## What is expected
Output every record word for word, minus the pictures.

## Given records
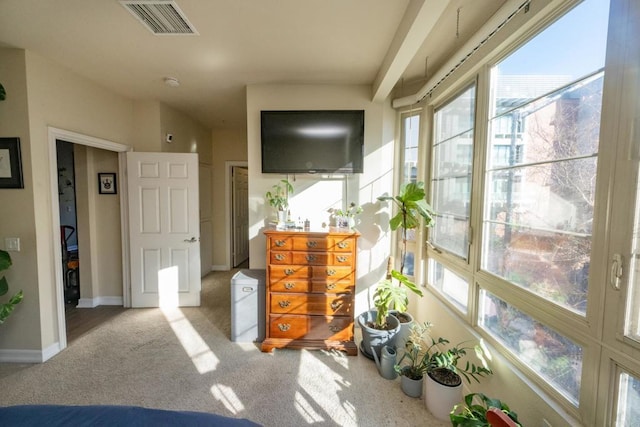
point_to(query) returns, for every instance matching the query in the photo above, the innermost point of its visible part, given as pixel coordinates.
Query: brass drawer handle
(284, 327)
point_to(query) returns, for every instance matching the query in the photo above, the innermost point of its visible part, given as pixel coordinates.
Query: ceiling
(384, 43)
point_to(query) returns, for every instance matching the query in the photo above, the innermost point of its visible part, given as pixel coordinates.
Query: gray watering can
(386, 362)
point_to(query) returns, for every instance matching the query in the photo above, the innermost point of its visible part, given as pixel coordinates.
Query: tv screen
(316, 141)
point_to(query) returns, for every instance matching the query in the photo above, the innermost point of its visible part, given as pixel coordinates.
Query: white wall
(314, 194)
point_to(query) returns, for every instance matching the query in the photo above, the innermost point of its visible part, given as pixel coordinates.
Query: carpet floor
(183, 359)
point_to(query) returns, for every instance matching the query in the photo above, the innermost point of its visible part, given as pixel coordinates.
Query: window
(451, 173)
(532, 199)
(410, 140)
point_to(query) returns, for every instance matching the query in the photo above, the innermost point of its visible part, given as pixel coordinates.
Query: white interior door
(240, 197)
(164, 229)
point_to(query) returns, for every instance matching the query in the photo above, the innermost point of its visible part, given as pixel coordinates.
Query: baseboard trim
(94, 302)
(29, 356)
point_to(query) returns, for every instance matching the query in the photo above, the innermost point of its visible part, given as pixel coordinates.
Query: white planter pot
(440, 399)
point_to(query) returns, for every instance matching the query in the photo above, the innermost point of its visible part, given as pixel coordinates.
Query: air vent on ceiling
(160, 17)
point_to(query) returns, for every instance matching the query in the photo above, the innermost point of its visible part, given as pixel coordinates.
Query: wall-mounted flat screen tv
(312, 141)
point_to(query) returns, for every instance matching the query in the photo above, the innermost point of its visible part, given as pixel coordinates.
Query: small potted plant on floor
(7, 308)
(412, 209)
(412, 373)
(278, 198)
(444, 377)
(480, 414)
(345, 218)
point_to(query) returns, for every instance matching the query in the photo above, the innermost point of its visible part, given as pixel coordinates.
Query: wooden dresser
(310, 289)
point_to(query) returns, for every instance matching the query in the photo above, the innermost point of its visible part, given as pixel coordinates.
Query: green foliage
(278, 196)
(472, 414)
(415, 353)
(7, 308)
(424, 359)
(449, 358)
(386, 296)
(411, 205)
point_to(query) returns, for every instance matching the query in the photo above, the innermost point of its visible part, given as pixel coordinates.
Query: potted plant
(444, 376)
(7, 308)
(472, 414)
(379, 327)
(412, 208)
(346, 218)
(412, 373)
(278, 198)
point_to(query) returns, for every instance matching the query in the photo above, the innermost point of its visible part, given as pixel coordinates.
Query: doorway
(240, 215)
(90, 229)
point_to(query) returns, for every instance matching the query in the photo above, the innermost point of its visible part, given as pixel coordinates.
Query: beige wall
(43, 94)
(228, 146)
(17, 209)
(314, 194)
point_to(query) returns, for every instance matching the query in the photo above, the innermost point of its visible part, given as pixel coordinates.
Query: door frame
(53, 135)
(229, 165)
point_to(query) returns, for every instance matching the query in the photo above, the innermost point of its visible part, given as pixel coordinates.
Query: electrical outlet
(12, 244)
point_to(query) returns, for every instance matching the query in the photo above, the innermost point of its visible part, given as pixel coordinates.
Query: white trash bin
(248, 306)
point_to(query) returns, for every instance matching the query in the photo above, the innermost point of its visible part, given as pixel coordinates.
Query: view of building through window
(540, 157)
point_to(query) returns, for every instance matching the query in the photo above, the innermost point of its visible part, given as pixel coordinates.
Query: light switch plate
(12, 244)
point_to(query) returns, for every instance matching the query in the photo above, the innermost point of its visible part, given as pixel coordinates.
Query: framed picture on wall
(107, 183)
(10, 163)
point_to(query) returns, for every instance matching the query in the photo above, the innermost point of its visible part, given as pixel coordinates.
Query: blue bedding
(109, 415)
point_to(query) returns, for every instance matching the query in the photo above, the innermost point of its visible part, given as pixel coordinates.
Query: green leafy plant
(415, 353)
(442, 363)
(428, 358)
(391, 293)
(350, 212)
(472, 414)
(278, 196)
(7, 308)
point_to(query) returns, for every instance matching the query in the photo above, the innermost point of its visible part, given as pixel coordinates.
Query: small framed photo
(10, 163)
(107, 183)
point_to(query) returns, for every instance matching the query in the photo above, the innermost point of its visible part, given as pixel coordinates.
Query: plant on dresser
(310, 289)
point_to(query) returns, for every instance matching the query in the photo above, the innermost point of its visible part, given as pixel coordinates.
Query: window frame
(584, 330)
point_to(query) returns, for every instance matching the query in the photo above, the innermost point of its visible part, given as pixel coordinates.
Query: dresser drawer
(308, 243)
(341, 258)
(311, 258)
(311, 327)
(328, 286)
(346, 244)
(289, 285)
(324, 304)
(332, 273)
(280, 257)
(279, 273)
(280, 243)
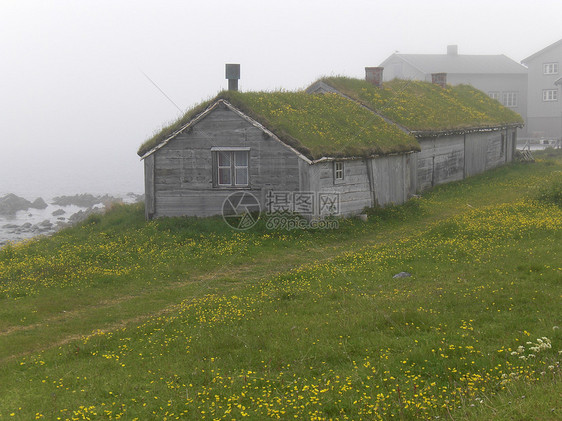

## Result below
point_to(query) returns, for every instance matching the query in the photo above, the innermost point of its visible part, given as pixel coordinates.
Query: brass drawer handle
(284, 327)
point_to(query) returns, for every instance matching the query in the photo above, the innermost point of its visible part, given as pixel coordinates.
Query: ceiling
(384, 43)
point_to(query) returns, for every instance matching the query in the photo above, the innermost point of its visible part, given as pixel coordinates.
Query: gray watering can
(386, 362)
point_to(query) returns, for every instance matching the query in the photo above, the innermost point of its visible part, given as pixel coordinates.
Query: tv screen
(316, 141)
point_to(query) returns, for every instance matching the query in the photo above, the innermost point of its visible part, given as pixel coordinates.
Query: white wall
(314, 194)
point_to(query) returns, for every instance matching the query in the photo above, the innermost point of its visible part, given as pixel coordinates.
Query: carpet floor
(183, 359)
point_to(query) returns, for every instance matching the query in the photo above, the innermost point of its visible part, given as pixel coordinates.
Query: window
(451, 173)
(532, 199)
(410, 140)
point_to(query) returns, for every instance matching the query in the photo above, the innermost point of its visible part, given as pixel coordinates.
Query: white interior door
(240, 197)
(164, 229)
point_to(query) returns, for every instance matching the query in the photo above, the innermost point of its visible part, given as pixel coordinates.
Query: baseboard trim
(94, 302)
(29, 356)
point_to(query) returns, for every instance matching the query in the photo above, the innermost point of its visible part, given as pixel coordinates.
Query: white planter pot
(440, 399)
point_to(query) returns, for every instance matching the query in the photo above, the innermost point of its visible part, given as pixel coordinates.
Query: air vent on ceiling
(160, 17)
point_to(query) returns, for every instance matching the query in the photo above, the innermost point of its visible part, given as pixel coordinates.
Query: wall-mounted flat screen tv
(312, 141)
point_to(query) returns, for every instance matching the query in the photo above, the innermost point of its visible part, given as pixel coordinates.
Query: small potted plant on floor
(7, 308)
(412, 209)
(412, 373)
(278, 198)
(444, 377)
(480, 414)
(345, 218)
point_to(query) returns, for every instance matching the query in the photo above, the innermost point of its visible part, given as pixel coordinates.
Query: wooden dresser
(310, 289)
point_to(query) returns, for every instance matching the query in the photo above, the innermost point of its visible part, given as pixel coordinates.
Query: green foliage
(278, 196)
(472, 414)
(415, 353)
(7, 308)
(424, 359)
(449, 358)
(386, 296)
(411, 205)
point_to(query) returns, for every instance matching the query in the photo above, the innermost point of its visible part, given as pixel coordinates.
Query: potted plant
(444, 376)
(7, 308)
(472, 414)
(379, 327)
(412, 208)
(346, 218)
(412, 373)
(278, 198)
point_to(query) returns, for every instance matching the query in the photo above, the innermost point of its visible part, given as pixel coordinates.
Query: doorway
(240, 215)
(90, 229)
point_to(query) returns, for every instance matching the query in the photo above, the innermost point of its visible part, given as pixel coordinates.
Query: beige wall
(43, 94)
(228, 146)
(17, 209)
(314, 194)
point_to(query) returns, for every instance matching the query in the photo above, the innermost point of its visible part, given as pixel coordinates.
Query: door frame
(53, 135)
(229, 165)
point_to(query) returns, for every instance matching the query in the photo above, the innermost point of its visible part, given as pixel coordinates.
Query: electrical outlet
(12, 244)
point_to(query) returns, for every instance matching the query in the photo above, the innermost point of its visible part, given as pixel coordinates.
Query: white trash bin
(248, 306)
point_to(query) returns, for every instance matching the query in the photo above, the innermost point of its visible part, given as pixel coordinates.
Query: view of building through window
(540, 157)
point_to(query) returns, for every instance matching the query in the photo above, the innermost point of its visible part, given as pixel coordinates.
Query: light switch plate
(12, 244)
point_to(query) returns, for every instance matching the query in the photo above, the innermost point of its visible part, given as pixel coordinates.
Query: framed picture on wall
(107, 183)
(10, 163)
point_to(query) returns, for every instance matching the query in the photo above, the innermost point of its visible part, given as pixel coordinates.
Query: blue bedding
(109, 415)
point_to(query) returns, for every instance matching the query in the photo above, the innermost point of its visible part, given as pixel coordinates.
Query: green leafy plant
(415, 353)
(442, 363)
(428, 358)
(391, 293)
(350, 212)
(472, 414)
(278, 196)
(7, 308)
point_to(query) returns, for every instance matching the query in the photo above, the innermost point of its visible part, given as pixel coordinates.
Query: small framed photo
(10, 163)
(107, 183)
point_to(query) returns, for every instance matching the query in the photo above, the innermost point of its visible part, given as pixel coordinates.
Query: plant on dresser
(310, 289)
point_to(query) returns, for every instance matching the query in the photo above, the innermost point of its visible part, given as pixel coordinates.
Query: window frame
(584, 330)
point_to(query) returns, for every instance matching the query in the photo above, the innermost point of its visible part, given as pixel coordinates.
Query: dresser drawer
(308, 243)
(341, 258)
(311, 258)
(311, 327)
(328, 286)
(346, 244)
(289, 285)
(324, 304)
(332, 273)
(280, 257)
(279, 273)
(280, 243)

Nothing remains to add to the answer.